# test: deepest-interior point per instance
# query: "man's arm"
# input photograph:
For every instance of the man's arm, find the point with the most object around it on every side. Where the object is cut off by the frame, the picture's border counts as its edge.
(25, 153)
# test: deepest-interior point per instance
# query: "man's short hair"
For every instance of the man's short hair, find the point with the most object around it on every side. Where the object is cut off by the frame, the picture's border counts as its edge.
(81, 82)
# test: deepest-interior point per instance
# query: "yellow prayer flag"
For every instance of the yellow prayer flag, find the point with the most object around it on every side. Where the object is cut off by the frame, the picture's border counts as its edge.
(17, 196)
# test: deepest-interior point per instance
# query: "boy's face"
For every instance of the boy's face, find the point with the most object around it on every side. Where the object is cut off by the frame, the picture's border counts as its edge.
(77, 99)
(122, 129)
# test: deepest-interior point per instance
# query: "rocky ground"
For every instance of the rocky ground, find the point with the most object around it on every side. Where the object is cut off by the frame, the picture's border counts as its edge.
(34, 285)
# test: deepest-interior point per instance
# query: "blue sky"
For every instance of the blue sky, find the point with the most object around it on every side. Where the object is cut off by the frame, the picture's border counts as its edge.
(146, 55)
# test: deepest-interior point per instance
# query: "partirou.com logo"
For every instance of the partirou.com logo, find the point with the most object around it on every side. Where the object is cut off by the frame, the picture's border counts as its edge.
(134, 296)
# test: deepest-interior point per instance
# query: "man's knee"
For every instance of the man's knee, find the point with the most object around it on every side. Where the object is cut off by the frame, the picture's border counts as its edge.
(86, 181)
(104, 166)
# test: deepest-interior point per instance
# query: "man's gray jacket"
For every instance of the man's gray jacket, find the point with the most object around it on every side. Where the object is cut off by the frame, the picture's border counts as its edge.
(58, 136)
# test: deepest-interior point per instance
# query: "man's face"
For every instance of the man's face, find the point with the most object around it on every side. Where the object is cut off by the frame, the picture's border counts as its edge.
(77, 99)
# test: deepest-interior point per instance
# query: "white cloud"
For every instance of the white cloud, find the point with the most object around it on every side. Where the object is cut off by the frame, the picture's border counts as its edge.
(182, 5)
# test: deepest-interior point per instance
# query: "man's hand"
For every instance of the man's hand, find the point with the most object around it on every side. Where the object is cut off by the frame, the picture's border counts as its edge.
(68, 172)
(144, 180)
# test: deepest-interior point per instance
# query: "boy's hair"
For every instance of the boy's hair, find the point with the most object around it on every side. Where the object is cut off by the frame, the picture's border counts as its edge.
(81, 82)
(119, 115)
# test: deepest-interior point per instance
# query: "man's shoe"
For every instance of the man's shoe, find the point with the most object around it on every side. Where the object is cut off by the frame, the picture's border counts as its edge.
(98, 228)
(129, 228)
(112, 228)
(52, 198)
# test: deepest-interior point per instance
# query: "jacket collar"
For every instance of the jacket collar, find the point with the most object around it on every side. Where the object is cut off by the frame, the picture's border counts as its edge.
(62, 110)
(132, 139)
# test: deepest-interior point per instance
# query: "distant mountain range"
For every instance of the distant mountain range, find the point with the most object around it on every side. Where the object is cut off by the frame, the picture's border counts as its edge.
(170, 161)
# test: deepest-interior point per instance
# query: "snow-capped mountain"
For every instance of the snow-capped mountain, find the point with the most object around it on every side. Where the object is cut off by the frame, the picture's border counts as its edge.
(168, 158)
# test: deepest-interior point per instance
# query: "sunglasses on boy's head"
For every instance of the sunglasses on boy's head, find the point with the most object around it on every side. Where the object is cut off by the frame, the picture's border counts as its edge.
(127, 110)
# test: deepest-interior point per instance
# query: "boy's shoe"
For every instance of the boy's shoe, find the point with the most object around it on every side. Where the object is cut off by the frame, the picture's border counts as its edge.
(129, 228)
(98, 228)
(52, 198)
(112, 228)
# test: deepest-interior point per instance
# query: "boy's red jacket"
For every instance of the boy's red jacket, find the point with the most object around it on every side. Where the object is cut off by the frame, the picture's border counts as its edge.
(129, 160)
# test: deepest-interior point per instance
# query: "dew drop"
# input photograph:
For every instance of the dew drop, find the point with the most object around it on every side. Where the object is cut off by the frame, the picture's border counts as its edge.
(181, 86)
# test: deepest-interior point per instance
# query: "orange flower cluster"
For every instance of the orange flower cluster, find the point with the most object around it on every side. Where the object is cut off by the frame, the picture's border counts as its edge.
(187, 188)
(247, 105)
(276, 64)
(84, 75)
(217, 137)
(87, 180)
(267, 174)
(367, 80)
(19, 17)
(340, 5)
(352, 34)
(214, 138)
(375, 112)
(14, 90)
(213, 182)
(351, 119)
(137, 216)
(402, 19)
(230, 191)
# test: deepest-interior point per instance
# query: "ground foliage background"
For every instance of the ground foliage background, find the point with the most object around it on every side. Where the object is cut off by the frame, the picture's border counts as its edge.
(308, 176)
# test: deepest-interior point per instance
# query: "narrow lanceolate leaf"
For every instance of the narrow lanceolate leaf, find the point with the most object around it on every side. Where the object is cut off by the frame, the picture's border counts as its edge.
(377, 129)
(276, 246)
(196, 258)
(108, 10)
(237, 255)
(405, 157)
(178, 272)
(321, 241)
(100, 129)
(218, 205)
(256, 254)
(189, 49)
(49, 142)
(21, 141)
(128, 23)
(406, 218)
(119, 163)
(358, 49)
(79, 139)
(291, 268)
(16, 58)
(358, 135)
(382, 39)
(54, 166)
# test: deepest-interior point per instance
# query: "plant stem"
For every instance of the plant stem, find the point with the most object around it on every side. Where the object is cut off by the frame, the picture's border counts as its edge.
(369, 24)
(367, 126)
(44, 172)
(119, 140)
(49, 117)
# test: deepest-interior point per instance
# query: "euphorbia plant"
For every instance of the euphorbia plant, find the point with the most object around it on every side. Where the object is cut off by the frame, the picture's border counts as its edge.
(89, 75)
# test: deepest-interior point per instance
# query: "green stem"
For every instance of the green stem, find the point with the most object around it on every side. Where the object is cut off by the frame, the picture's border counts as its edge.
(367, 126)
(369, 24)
☆ ☆ ☆
All entries must be repeated verbatim.

Solution below:
# test: deepest-interior point per instance
# query: "man's arm"
# input photograph:
For every instance of the man's arm, find the point with the most object around it on every side. Where the object is cut off by the frame, the picture's border counts as its edge.
(25, 153)
# test: deepest-interior point per instance
# query: "man's short hair"
For every instance of the man's short hair, find the point with the most object around it on every side. Where the object is cut off by the frame, the picture's border counts as its edge.
(81, 82)
# test: deepest-interior point per instance
# query: "yellow prayer flag"
For every instance of the yellow prayer flag, find the point with the most object around it on every side. Where the object is cut off by the frame, the picture's border counts as its edge.
(17, 196)
# test: deepest-interior point per instance
# query: "boy's face"
For every instance of the boy's face, find the point with the most object around it on every side. Where the object is cut off by the frame, the picture's border counts as its edge.
(77, 99)
(122, 129)
# test: deepest-interior point per instance
# query: "rocky ground"
For every instance of the rocky ground, find the point with the most object around it on every side. Where the object is cut off by the frame, the picture's border counts as its edge.
(34, 285)
# test: deepest-interior point per instance
# query: "blue sky"
For every instance of the blue sky, find the point with the most object around it on every side. Where the object is cut off by the frame, the picture's border counts as its edge.
(146, 55)
# test: deepest-interior point per instance
# query: "partirou.com logo"
For every instance of the partirou.com logo, find the point with the most object around it on every side. Where the object is cut off by the frame, the picture's border counts as its edge.
(134, 296)
# test: deepest-interior point per instance
# query: "man's knee"
For every instance of the man's knee, find the point with the most object around it on every side. Where the object is cut off by the frame, the picture's border counts as its edge.
(86, 181)
(104, 166)
# test: deepest-interior point per instance
# query: "man's gray jacket"
For every instance of the man's gray jacket, find the point with the most object around it on every side. Where the object is cut off by the frame, the picture's border counts as its edge.
(58, 136)
# test: deepest-interior point per instance
# query: "man's face"
For every instance of the man's face, find the point with the most object around it on every side. Where the object is cut off by the frame, the picture's border counts as its edge.
(77, 99)
# test: deepest-interior point per instance
# query: "white cloud"
For every instance of the white cloud, find the point with the most object around it on every side. Where the object is cut off by the frame, the picture's border counts as its edge.
(182, 5)
# test: deepest-interior point per instance
# query: "man's hand"
For every instance of the man's hand, find the point with the most object around it on every side. Where the object is cut off by the frame, the picture's border counts as its edge.
(68, 172)
(144, 180)
# test: deepest-interior point per instance
# query: "boy's hair"
For every instance of the boy's hair, find the point with the most object around it on every side. Where the object is cut off by the frame, the picture's border counts as its edge.
(81, 82)
(119, 115)
# test: deepest-interior point per instance
# query: "man's shoe"
For every instance of the man's shoe, find the point with the most object around it on every side. Where the object is cut off by the frame, the picture's border counts as its edge.
(98, 228)
(129, 228)
(112, 228)
(52, 198)
# test: deepest-interior point per instance
# query: "jacket collar"
For every instance of the jacket collar, find the point with the most object around it on every side. Where the object is cut off by the frame, the picture's border counts as its edge.
(62, 110)
(132, 139)
# test: deepest-interior point per instance
# query: "distant mountain range"
For every instance of the distant mountain range, find the point with the most object around it on every side. Where the object is cut off by the frame, the picture's border counts as its edge.
(170, 161)
# test: deepest-interior point per instance
# query: "snow-capped mountain"
For every instance of the snow-capped mountain, find the point with the most object around it on every side. Where the object is cut off by the frame, the picture's border counts as its edge.
(168, 158)
# test: deepest-interior point per instance
# query: "sunglasses on boy's head"
For every instance of the sunglasses on boy's head, find the point with the most object around it on every side. Where the object is cut off by the frame, the picture's border counts as its edge.
(127, 110)
# test: deepest-interior point per instance
# query: "boy's shoe"
For every instance of the boy's shoe, find the point with the most object around it on every side. Where the object is cut off by the frame, the picture's border counts as its edge.
(129, 228)
(98, 228)
(52, 198)
(112, 228)
# test: deepest-interior point per instance
# query: "boy's red jacket"
For every instance of the boy's red jacket, find the point with the most object around it on every side. Where the object is cut off by the frame, the picture's border counts as its edge.
(129, 160)
# test: deepest-interior point per instance
# query: "dew drop"
# input photograph:
For every instance of the dew drop, find the point with the most object around it on every side. Where the object is cut off by the frame, the picture's border counts as its edge.
(181, 86)
# test: deepest-interior point per instance
# query: "orange flower cluster"
For every instance of the orange flower cluster, find the point with the most object around it on every side. Where the object is cut off by the frame, the picture's border counts as its edge.
(187, 188)
(247, 105)
(276, 64)
(84, 75)
(217, 137)
(87, 180)
(267, 174)
(367, 80)
(19, 17)
(340, 5)
(352, 34)
(214, 138)
(375, 112)
(14, 90)
(213, 182)
(351, 119)
(137, 216)
(402, 19)
(230, 191)
# test: deepest-interior point per instance
# query: "ground foliage background"
For every instance of the ground foliage background, find the point with the most object around it on every side. Where the object is cut off by the frame, the picture's border counts as its edge.
(308, 176)
# test: deepest-interior point per instance
# query: "narrow lanceolate leaf"
For every instance of the narrow lanceolate leaf, find the point with the most object around it on every side. Where the object is cut off by the frame, the picture's border counts as its edge.
(377, 129)
(276, 246)
(196, 258)
(108, 10)
(237, 255)
(405, 157)
(178, 272)
(321, 241)
(100, 129)
(218, 205)
(256, 254)
(189, 49)
(49, 142)
(21, 141)
(128, 23)
(406, 218)
(119, 163)
(358, 49)
(79, 139)
(291, 268)
(16, 58)
(358, 135)
(382, 39)
(54, 166)
# test: deepest-interior point per instance
# query: "plant stem"
For every instance of the plant stem, find the point with the most object around it on every side. Where the object is cut off by the frame, the picture's border counts as its edge.
(369, 24)
(367, 126)
(44, 172)
(119, 140)
(49, 117)
# test: deepest-interior point per instance
# query: "euphorbia plant"
For every instance of the euphorbia plant, find the point with the most object around it on every side. Where the object is cut off by the frame, the picture's border counts as its edge.
(89, 75)
# test: deepest-interior point per instance
# query: "green stem"
For every instance of the green stem, find the point with the most object around it on every side. Where the object is cut off by the frame, the picture's border counts as its edge.
(367, 126)
(369, 24)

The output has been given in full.